- Document extract
Just over three weeks after the passage of the Reichstag Fire Decree, Hitler further tightened his grasp on Germany by the passage of the Enabling Act. This act gave Hitler's cabinet the power to decree laws without being passed by the Reichstag—effectively giving Hitler dictatorial powers. Leaving nothing to chance, the Nazis did not even count the arrested KPD deputies for the purposes of determining a quorum. They also used the provisions of the Reichstag Fire Decree to detain several SPD deputies. Many others fled into exile. All of this ensured that it would pass with over 85 percent of the deputies who were present and voting, far more than the two-thirds majority required in the constitution. As it turned out, the session took place in such an intimidating atmosphere that the Enabling Act would have garnered the required supermajority even if all KPD and SPD deputies had been present.

In his book, The Coming of the Third Reich, British historian Richard J. Evans argued that the Enabling Act was legally invalid, in part because of the Reich Commissars' role in Nazifying the states. Evans argued that the states were "not properly constituted or represented" in the Reichsrat, and therefore that chamber's vote to pass the Enabling Act was "irregular."

In theory, Article 48 gave the Reichstag the power to demand the cancellation of the measures taken to enforce the Reichstag Fire Decree.  However, any realistic chance of it being cancelled ended in July; by this time the other parties had either been banned outright or intimidated into dissolving themselves, and the Nazi Party had been declared the only legal party in Germany.

- Goals
(1) In the Enabling Act text, what share of the deputies present and voting approved the act?
(2) Please translate this sentence from the Enabling Act text into Spanish: "They also used the provisions of the Reichstag Fire Decree to detain several SPD deputies."
(3) Pick up the Enabling Act text after its last sentence and continue it.
The lines after this come from a separate source.

- Data segment
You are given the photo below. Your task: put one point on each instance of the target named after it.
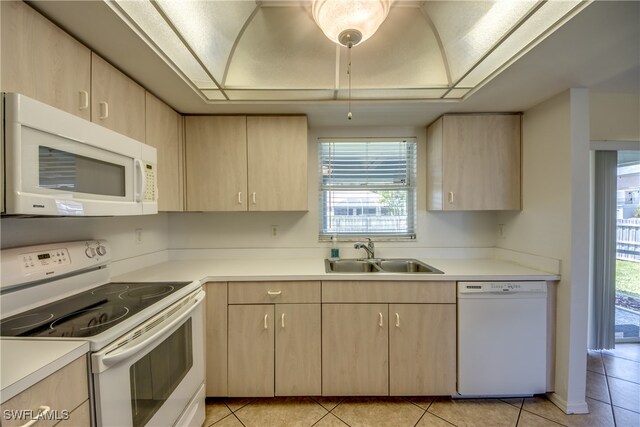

- Answers to each task
(1) Over 85 percent.

(2) También utilizaron las disposiciones del Decreto del Incendio del Reichstag para detener a varios diputados del SPD.

(3)
The Reichstag Fire Decree remained in force for the duration of the Nazi era, allowing Hitler to rule under what amounted to martial law. Along with the Enabling Act, it formed the legal basis for Hitler's dictatorship. Thousands of Hitler's decrees, such as those which turned Germany into a one-party state, were explicitly based on its authority, and hence on Article 48. This was a major reason Hitler never formally abolished the Weimar Constitution, though it no longer had any substantive value after the passage of the Enabling Act. 

The Nazis' use of the Reichstag Fire Decree to give their dictatorship the appearance of legality, combined with the broader misuse of Article 48, was fresh on the minds of framers of the postwar Basic Law for the Federal Republic of Germany. They opted to significantly curb the powers of the president, to the point that they have little de facto executive power.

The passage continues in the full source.